Task instructions
Turn the listing below into a numbered list, one line per item, with blank lines dropped. Leave the pictures out of your answer.

Pointing dataset excerpts
+++

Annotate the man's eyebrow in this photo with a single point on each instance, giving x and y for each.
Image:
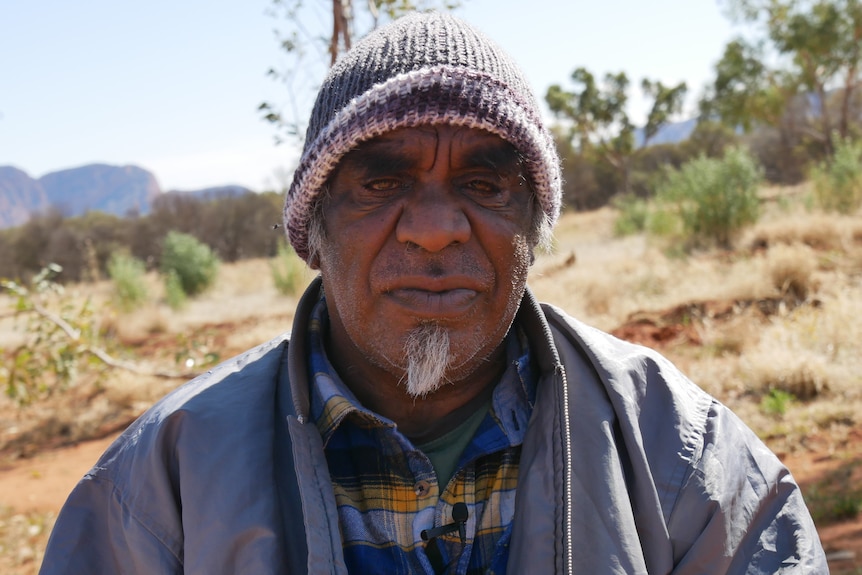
(374, 158)
(500, 157)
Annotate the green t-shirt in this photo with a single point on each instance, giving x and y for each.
(445, 451)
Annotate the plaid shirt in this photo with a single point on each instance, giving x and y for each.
(386, 489)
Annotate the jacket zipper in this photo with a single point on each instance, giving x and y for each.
(567, 479)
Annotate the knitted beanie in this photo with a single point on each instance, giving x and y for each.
(424, 68)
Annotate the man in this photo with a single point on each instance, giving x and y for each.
(427, 414)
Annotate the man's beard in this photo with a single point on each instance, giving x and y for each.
(428, 359)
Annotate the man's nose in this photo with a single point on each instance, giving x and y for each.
(432, 219)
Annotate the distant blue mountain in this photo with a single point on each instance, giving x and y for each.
(215, 193)
(118, 190)
(671, 133)
(115, 190)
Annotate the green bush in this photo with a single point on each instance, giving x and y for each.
(713, 198)
(61, 340)
(174, 294)
(633, 214)
(838, 184)
(193, 263)
(288, 271)
(127, 274)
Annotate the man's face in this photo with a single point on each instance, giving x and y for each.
(426, 226)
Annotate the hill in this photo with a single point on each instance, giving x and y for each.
(117, 190)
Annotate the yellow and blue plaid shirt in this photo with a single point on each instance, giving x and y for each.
(387, 491)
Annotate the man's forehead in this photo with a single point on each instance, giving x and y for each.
(470, 145)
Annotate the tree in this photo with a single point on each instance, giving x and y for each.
(311, 46)
(816, 46)
(598, 120)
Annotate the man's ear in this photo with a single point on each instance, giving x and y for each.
(314, 262)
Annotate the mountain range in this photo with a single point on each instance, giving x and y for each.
(118, 190)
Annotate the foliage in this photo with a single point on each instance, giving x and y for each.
(598, 122)
(836, 497)
(776, 402)
(60, 339)
(192, 263)
(174, 293)
(288, 271)
(633, 214)
(807, 53)
(838, 183)
(127, 274)
(714, 198)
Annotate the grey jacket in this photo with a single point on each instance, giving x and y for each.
(627, 468)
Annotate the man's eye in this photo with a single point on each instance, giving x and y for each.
(483, 187)
(383, 185)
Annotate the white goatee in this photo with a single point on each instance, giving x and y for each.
(427, 352)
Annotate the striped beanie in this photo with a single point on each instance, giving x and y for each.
(425, 68)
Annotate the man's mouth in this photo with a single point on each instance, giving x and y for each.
(434, 304)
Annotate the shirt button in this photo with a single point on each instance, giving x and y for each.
(422, 488)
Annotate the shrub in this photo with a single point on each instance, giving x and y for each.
(127, 274)
(714, 198)
(191, 262)
(633, 214)
(838, 184)
(61, 340)
(174, 293)
(288, 271)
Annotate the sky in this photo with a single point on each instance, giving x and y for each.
(173, 86)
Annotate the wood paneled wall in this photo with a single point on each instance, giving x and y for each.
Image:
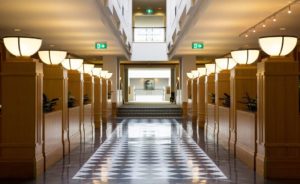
(22, 119)
(222, 85)
(97, 102)
(210, 121)
(201, 101)
(278, 128)
(243, 81)
(75, 87)
(56, 142)
(89, 108)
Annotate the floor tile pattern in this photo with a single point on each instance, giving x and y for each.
(157, 149)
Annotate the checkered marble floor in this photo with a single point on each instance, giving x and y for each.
(152, 149)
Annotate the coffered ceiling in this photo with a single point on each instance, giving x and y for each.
(218, 25)
(72, 25)
(158, 5)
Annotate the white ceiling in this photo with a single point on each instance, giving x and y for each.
(72, 25)
(220, 23)
(154, 4)
(149, 73)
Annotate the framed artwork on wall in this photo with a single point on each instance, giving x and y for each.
(149, 84)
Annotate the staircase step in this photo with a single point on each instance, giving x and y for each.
(149, 112)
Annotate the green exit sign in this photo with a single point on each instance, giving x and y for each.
(197, 45)
(149, 11)
(101, 45)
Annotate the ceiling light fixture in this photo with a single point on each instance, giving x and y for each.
(245, 57)
(103, 73)
(22, 46)
(225, 63)
(108, 76)
(72, 64)
(202, 71)
(52, 57)
(97, 72)
(211, 68)
(86, 68)
(289, 10)
(190, 75)
(273, 18)
(278, 45)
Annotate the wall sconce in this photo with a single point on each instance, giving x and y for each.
(195, 73)
(52, 57)
(190, 75)
(202, 71)
(103, 74)
(72, 64)
(22, 46)
(211, 68)
(97, 72)
(278, 45)
(86, 68)
(225, 63)
(108, 75)
(245, 57)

+++

Final answer
1. Annotate the man's eyebrow in this photo with a single point on each instance, giving x and y for each.
2. Image:
3. (374, 158)
4. (500, 157)
5. Annotate the green t-shirt in this photo with a single point on each instance, giving x and y for each.
6. (445, 451)
7. Annotate the plaid shirt in this photo with a single point on each instance, giving x and y for each.
8. (386, 489)
9. Annotate the jacket zipper in this photo with a single point on each instance, giving x and y for each.
10. (567, 479)
11. Annotate the knitted beanie in this photo with a single point on each instance, giving x and y for each.
12. (424, 68)
13. Annotate the man in this photo with a single point on each instance, giving x and y for each.
14. (427, 414)
15. Annotate the man's beard in this photo with a single point on each instance, giving x and y for each.
16. (428, 359)
17. Annotate the man's nose in this photo with a single point on each instance, giving x and y for each.
18. (432, 219)
19. Annotate the distant blue mountain in this photo with a single point on each instance, giving x and y for each.
20. (215, 193)
21. (118, 190)
22. (671, 133)
23. (115, 190)
24. Annotate the green bush in this photo with a single point on each instance, giving x and y for each.
25. (713, 198)
26. (61, 340)
27. (174, 294)
28. (633, 214)
29. (838, 184)
30. (193, 263)
31. (288, 271)
32. (127, 274)
33. Annotate the man's face in this photo with a single point on each instance, giving x and y for each.
34. (426, 226)
35. Annotate the hill in this photo with a single point on each instance, giving x and y for each.
36. (117, 190)
37. Annotate the yellow and blue plaid shirt in this photo with a single point on each instance, giving x and y for each.
38. (387, 491)
39. Annotate the man's forehead in this photo with a single point on each instance, giving x and y for each.
40. (470, 145)
41. Annotate the tree in this photo with a single point on each instance, giving x and y for each.
42. (311, 46)
43. (816, 46)
44. (598, 120)
45. Annotate the man's ear in this photo with a single point on each instance, giving x and y for each.
46. (314, 262)
47. Annotate the mountain range in this photo with a single point on each instance, giving x and y for each.
48. (118, 190)
49. Annotate the foliage in this photo with a single point on each instance, giving x and y for each.
50. (598, 122)
51. (836, 497)
52. (776, 402)
53. (60, 339)
54. (192, 263)
55. (174, 293)
56. (288, 271)
57. (633, 214)
58. (807, 53)
59. (838, 183)
60. (127, 274)
61. (714, 198)
62. Annotate the grey jacket in this photo with a single point on each instance, giving x and y for each.
63. (627, 468)
64. Annotate the man's eye in this photo with a single point on each instance, giving x and y for each.
65. (483, 187)
66. (383, 185)
67. Annotate the white goatee in this photo with a single point on each instance, giving x and y for each.
68. (427, 352)
69. Annotate the striped beanie in this photo with a single point on each instance, giving x and y for each.
70. (425, 68)
71. Annotate the man's mouth in this photo with a single point on each instance, giving x and y for each.
72. (434, 304)
73. Annotate the shirt button in this photo with a single point on each instance, giving x and y for each.
74. (422, 488)
75. Annotate the shrub in this photo with a single point on each instance, giving x and y for each.
76. (127, 274)
77. (714, 198)
78. (191, 262)
79. (633, 214)
80. (838, 184)
81. (61, 340)
82. (174, 293)
83. (288, 271)
84. Annotate the sky in this photo with a single point on each instance, giving x and y for each.
85. (173, 86)
86. Annotate the wood paneled wall in this photo with a single point on each instance, giving x and y for each.
87. Image:
88. (22, 119)
89. (222, 85)
90. (97, 102)
91. (210, 121)
92. (201, 101)
93. (278, 128)
94. (243, 81)
95. (75, 87)
96. (56, 142)
97. (89, 108)
98. Annotate the floor tile pattern in this photo with a single point on each instance, giving x and y for each.
99. (157, 149)
100. Annotate the checkered marble floor in this photo with a single point on each instance, giving x and y for each.
101. (152, 149)
102. Annotate the coffered ceiling in this photo with a single point on each instance, giving x and y for each.
103. (218, 25)
104. (72, 25)
105. (158, 5)
106. Annotate the white ceiling in this photo with a single point on each instance, giving x and y for each.
107. (72, 25)
108. (220, 23)
109. (154, 4)
110. (149, 73)
111. Annotate the framed artwork on wall in this photo with a single point on each instance, giving x and y for each.
112. (149, 84)
113. Annotate the staircase step in this photo with a single point on each instance, giving x and y for each.
114. (149, 112)
115. Annotate the green exit sign in this photo with a single point on each instance, giving x and y for each.
116. (197, 45)
117. (149, 11)
118. (101, 45)
119. Annotate the ceiling light fixture in this photo with a single point on each instance, giving x and y for each.
120. (245, 57)
121. (103, 73)
122. (22, 46)
123. (225, 63)
124. (108, 76)
125. (72, 64)
126. (202, 71)
127. (52, 57)
128. (97, 72)
129. (211, 68)
130. (86, 68)
131. (289, 10)
132. (190, 75)
133. (273, 18)
134. (278, 45)
135. Annotate the wall sconce in this photo with a single point on each instance, giving x and y for each.
136. (195, 73)
137. (52, 57)
138. (190, 75)
139. (202, 71)
140. (103, 74)
141. (72, 64)
142. (22, 46)
143. (211, 68)
144. (97, 72)
145. (278, 45)
146. (86, 68)
147. (225, 63)
148. (108, 75)
149. (245, 57)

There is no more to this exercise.